• [Exercise description] Copy the lines below verbatim, but only from the line containing "For the evaluation set, locate every instance of the trifle" through the end of the data.

Object point labels

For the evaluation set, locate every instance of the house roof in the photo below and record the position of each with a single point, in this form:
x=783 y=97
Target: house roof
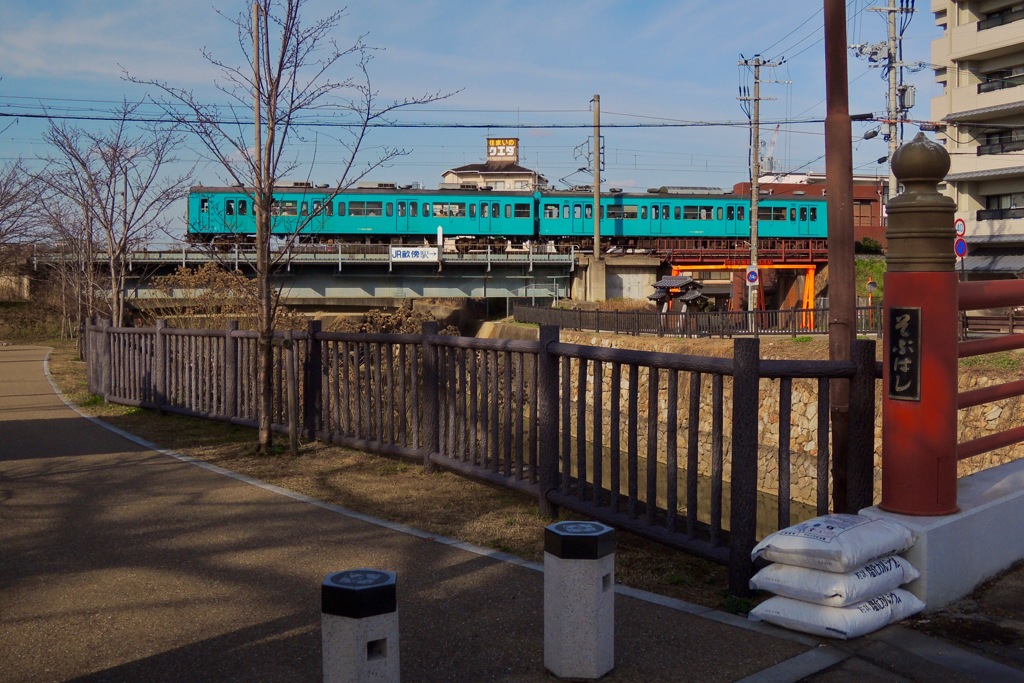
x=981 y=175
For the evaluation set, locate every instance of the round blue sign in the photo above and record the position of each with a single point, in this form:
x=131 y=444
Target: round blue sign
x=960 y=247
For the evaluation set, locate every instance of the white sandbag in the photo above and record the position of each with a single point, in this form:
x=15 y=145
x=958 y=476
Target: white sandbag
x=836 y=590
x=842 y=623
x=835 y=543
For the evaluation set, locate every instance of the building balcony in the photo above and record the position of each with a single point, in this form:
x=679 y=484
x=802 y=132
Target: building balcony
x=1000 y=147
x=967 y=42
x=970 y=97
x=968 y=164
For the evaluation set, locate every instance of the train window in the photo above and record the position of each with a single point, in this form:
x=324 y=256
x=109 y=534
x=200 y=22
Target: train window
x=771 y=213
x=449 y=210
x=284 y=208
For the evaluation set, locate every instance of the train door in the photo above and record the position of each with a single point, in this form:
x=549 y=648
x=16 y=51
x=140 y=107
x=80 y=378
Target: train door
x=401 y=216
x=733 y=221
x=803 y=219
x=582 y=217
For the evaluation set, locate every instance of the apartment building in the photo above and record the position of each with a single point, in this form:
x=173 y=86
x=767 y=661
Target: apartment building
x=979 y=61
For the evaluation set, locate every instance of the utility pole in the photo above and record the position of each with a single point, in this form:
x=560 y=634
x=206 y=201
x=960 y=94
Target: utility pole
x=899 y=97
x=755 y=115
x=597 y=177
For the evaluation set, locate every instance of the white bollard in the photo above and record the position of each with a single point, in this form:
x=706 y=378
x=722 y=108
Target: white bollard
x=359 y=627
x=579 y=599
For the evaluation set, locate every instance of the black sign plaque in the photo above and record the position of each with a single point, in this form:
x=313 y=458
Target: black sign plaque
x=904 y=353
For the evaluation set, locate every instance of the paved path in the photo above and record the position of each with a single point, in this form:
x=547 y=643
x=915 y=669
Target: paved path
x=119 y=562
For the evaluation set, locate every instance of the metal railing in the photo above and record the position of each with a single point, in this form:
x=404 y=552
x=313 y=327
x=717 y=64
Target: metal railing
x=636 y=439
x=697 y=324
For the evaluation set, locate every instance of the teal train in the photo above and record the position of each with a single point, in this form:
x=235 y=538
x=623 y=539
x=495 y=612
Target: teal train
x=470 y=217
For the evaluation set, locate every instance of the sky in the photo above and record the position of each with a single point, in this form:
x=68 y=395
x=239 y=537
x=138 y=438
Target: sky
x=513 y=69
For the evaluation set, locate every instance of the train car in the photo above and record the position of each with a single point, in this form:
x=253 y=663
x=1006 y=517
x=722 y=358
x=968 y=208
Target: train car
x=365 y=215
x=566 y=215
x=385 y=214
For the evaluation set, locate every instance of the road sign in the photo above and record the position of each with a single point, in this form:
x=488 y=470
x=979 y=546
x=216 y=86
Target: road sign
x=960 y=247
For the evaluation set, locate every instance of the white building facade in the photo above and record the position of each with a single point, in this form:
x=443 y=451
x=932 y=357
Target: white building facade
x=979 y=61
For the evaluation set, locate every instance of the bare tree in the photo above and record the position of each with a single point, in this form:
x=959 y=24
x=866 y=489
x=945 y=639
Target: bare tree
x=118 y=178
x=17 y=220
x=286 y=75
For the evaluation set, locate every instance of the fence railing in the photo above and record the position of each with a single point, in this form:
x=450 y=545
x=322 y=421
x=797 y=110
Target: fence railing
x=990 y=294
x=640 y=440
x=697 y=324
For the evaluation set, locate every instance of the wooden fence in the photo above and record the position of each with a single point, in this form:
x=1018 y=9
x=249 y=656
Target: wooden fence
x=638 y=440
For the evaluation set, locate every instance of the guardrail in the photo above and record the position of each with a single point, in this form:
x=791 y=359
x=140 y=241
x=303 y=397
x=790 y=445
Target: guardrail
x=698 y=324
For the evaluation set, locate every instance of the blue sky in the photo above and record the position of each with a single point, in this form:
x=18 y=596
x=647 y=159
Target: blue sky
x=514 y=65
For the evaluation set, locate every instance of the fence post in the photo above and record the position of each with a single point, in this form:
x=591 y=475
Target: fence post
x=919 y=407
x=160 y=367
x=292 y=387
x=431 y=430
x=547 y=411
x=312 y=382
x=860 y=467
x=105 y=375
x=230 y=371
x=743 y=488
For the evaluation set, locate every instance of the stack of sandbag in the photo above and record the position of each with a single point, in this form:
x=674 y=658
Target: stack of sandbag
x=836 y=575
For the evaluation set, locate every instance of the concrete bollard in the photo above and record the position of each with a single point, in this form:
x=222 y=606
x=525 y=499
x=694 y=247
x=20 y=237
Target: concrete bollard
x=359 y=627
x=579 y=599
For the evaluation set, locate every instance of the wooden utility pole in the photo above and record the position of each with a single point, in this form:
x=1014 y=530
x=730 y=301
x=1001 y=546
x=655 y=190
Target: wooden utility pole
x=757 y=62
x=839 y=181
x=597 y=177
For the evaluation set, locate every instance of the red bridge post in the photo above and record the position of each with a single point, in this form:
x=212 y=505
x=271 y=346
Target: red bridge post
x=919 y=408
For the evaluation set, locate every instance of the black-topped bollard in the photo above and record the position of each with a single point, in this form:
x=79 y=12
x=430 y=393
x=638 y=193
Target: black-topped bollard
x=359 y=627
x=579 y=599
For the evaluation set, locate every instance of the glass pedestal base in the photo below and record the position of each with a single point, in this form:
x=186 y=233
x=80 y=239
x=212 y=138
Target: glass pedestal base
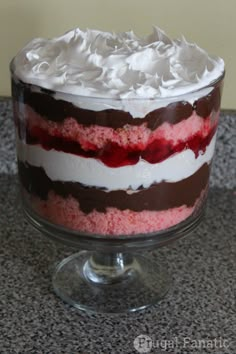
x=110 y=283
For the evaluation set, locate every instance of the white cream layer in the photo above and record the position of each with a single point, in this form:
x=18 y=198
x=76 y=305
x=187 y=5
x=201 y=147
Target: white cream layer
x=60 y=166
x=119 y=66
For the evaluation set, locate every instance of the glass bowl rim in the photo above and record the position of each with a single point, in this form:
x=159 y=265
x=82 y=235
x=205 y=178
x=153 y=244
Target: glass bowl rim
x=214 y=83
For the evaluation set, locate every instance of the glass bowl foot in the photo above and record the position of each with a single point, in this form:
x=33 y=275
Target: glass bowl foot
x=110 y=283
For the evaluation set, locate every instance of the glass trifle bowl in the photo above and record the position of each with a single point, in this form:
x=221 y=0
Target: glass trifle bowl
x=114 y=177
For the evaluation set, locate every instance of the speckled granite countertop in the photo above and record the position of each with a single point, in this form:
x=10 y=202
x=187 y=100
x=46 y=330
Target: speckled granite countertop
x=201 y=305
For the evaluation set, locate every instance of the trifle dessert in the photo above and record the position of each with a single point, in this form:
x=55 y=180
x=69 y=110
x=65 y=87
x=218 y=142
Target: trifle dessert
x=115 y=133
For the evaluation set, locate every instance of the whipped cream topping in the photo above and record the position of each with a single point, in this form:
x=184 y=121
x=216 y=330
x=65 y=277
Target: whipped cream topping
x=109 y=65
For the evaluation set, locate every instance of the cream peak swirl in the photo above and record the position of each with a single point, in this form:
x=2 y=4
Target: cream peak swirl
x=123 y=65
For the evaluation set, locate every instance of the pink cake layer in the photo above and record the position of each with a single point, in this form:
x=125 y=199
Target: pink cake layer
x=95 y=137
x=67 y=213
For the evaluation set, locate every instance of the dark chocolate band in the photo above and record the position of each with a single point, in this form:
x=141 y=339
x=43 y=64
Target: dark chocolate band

• [Task solution]
For the evaluation set, locate every instance of the trifle dessert in the photo above and record the position of each with a single point, in this form:
x=55 y=180
x=69 y=110
x=65 y=87
x=218 y=142
Target: trifle dessert
x=115 y=133
For the evaluation set, locate every instance of the whipped cream topping in the photo above and record the position of each with a single point, in this form:
x=184 y=121
x=216 y=330
x=65 y=277
Target: whipped cream topping
x=109 y=65
For the evaluation set, locate every instance of the cream peak swirl in the photo above and record the position of each with a single point, in this form:
x=2 y=4
Target: cream peak swirl
x=123 y=65
For the evaluation set, locate every instance of the pink cake layer in the photo above and record the position of each with a single point, in this form:
x=125 y=199
Target: pink cake layer
x=95 y=137
x=67 y=213
For the evaluation set, locate every instance of the dark chocolate band in the photo above and record the position of each with a single point, in this form:
x=141 y=339
x=43 y=64
Target: dark chocolate band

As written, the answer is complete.